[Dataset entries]
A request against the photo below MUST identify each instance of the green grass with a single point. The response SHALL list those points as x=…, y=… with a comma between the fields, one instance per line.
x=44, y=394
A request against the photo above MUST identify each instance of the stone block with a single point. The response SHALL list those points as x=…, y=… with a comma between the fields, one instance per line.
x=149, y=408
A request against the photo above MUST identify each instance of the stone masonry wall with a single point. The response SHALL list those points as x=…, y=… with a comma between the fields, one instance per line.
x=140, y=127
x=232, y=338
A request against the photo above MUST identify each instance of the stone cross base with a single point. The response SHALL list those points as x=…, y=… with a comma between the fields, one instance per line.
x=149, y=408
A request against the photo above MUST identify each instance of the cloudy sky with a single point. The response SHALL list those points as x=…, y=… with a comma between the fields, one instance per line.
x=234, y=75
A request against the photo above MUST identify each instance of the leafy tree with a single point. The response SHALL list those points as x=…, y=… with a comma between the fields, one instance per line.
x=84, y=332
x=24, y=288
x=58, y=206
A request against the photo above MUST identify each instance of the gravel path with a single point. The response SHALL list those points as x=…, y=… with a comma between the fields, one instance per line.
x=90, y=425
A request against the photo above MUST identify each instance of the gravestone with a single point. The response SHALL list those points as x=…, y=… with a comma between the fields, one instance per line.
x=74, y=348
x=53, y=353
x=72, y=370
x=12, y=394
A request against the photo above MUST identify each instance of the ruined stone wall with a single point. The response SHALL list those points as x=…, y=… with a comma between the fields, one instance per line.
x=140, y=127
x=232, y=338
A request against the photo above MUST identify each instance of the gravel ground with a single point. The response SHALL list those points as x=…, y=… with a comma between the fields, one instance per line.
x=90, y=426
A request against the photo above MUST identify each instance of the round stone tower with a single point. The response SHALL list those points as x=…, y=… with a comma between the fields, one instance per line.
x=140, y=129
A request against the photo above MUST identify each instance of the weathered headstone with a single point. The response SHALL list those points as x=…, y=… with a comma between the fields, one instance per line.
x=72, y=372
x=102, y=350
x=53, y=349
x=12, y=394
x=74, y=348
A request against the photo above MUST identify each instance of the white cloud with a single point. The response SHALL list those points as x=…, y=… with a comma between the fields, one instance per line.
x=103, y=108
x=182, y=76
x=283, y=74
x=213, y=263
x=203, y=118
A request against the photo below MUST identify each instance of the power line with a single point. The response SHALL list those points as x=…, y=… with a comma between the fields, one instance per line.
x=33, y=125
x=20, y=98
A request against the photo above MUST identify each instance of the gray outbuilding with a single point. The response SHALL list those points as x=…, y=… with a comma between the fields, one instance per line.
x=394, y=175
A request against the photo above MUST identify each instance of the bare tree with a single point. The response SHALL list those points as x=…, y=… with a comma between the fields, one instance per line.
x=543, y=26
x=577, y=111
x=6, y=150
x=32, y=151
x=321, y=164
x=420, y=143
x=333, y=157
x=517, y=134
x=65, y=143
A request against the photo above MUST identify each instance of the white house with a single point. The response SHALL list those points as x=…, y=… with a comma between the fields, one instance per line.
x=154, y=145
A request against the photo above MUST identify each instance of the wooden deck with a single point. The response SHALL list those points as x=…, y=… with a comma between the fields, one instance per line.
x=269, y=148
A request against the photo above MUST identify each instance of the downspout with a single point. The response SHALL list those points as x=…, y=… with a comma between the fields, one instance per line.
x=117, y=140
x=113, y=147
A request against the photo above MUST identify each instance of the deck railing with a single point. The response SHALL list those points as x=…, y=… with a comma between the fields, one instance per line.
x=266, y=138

__Work instruction__: Transcribe all records exactly as written.

__Task output__:
A request against the photo below MUST identify each instance of the green grass with a single point. The response SHALL list those points as x=…, y=… with a comma between the fields, one instance per line.
x=44, y=394
A request against the photo above MUST identify each instance of the stone block with a single point. The response SHALL list those points as x=…, y=… with a comma between the fields, one instance per line.
x=149, y=408
A request against the photo above MUST identify each instance of the stone masonry wall with a single point. The response SHALL list those points as x=…, y=… with a comma between the fields, one instance per line.
x=140, y=127
x=232, y=338
A request against the photo above MUST identify each instance of the stone cross base with a single point. The response SHALL list those points as x=…, y=… with a comma between the fields, one instance per line.
x=149, y=408
A request against the photo above MUST identify each instance of the cloudy sky with a single point. The response SHALL list those points as x=…, y=… with a comma between the fields, one instance per line.
x=234, y=75
A request against the photo above MUST identify each instance of the leafy tree with a single point. The response SHALL list those points as x=…, y=… with a comma between the fields, one instance per line.
x=84, y=332
x=24, y=288
x=58, y=206
A request against the photo above MUST identify each instance of the gravel path with a single point. The response SHALL list those points as x=…, y=… with a comma between the fields, one instance per line.
x=90, y=425
A request against the photo above MUST identify each instance of the gravestone with a single point. The response SHALL list those points as x=…, y=… with a comma between the fields, one instance per line.
x=74, y=348
x=53, y=353
x=72, y=370
x=12, y=394
A request against the photo above MUST identify each instance of the ruined stone wall with a single point. The response SHALL list those points as x=…, y=… with a comma between the fields, one instance per line.
x=140, y=127
x=232, y=338
A request against the photo above MUST identify each instance of the gravel ground with a single point. The response SHALL list those points as x=…, y=… with a comma between the fields, one instance per line.
x=90, y=426
A request against the photo above MUST identify each instance of the round stone tower with a single point. The response SHALL list those points as x=…, y=… with a comma between the fields, one instance per line.
x=140, y=129
A request against the photo above MUST identify each instance of the weathered headstone with a single point. The response SHALL list those points as x=…, y=… with a comma between the fields, one instance per line.
x=72, y=372
x=102, y=350
x=53, y=349
x=12, y=394
x=74, y=348
A request against the photo above MUST identify each instance of the white cloud with a single point. The response SHALL list those points as x=…, y=… with a comma between the fields, one instance per line.
x=103, y=108
x=182, y=76
x=283, y=74
x=213, y=263
x=203, y=118
A request against the photo below MUST identify each instance of the power line with a single point. The response SHALL list those points as x=…, y=… with a comma between the fields, one instance per line.
x=33, y=125
x=20, y=98
A request against the photo above MUST identify each instance of the gray outbuilding with a single point. The response SHALL list those points as x=…, y=… with a comma between the fields, one instance per line.
x=394, y=175
A request against the photo above MUST identify each instance of the bare tree with a single point. The response SHALL list those points as x=…, y=… with a comma between the fields, one instance per line.
x=543, y=26
x=577, y=111
x=6, y=150
x=32, y=151
x=321, y=164
x=420, y=143
x=333, y=157
x=517, y=134
x=65, y=143
A request against the photo above MUST identify each instance of the white house with a single point. The response SHALL list those points as x=…, y=… with a comma between the fields, one instance per line.
x=154, y=145
A request against the photo above MUST identify each instance of the wooden deck with a single point. The response SHALL list those points as x=…, y=… with a comma between the fields, one instance per line.
x=269, y=148
A request against the photo above MUST identify each instance of the downspout with a single point. The response SHALL list those points as x=…, y=… with a comma between the fields, one instance per line.
x=117, y=140
x=113, y=147
A request against the photo above MUST identify each instance of the deck railing with a single point. The response SHALL list those points as x=…, y=… with a comma between the fields, one instance per line.
x=266, y=138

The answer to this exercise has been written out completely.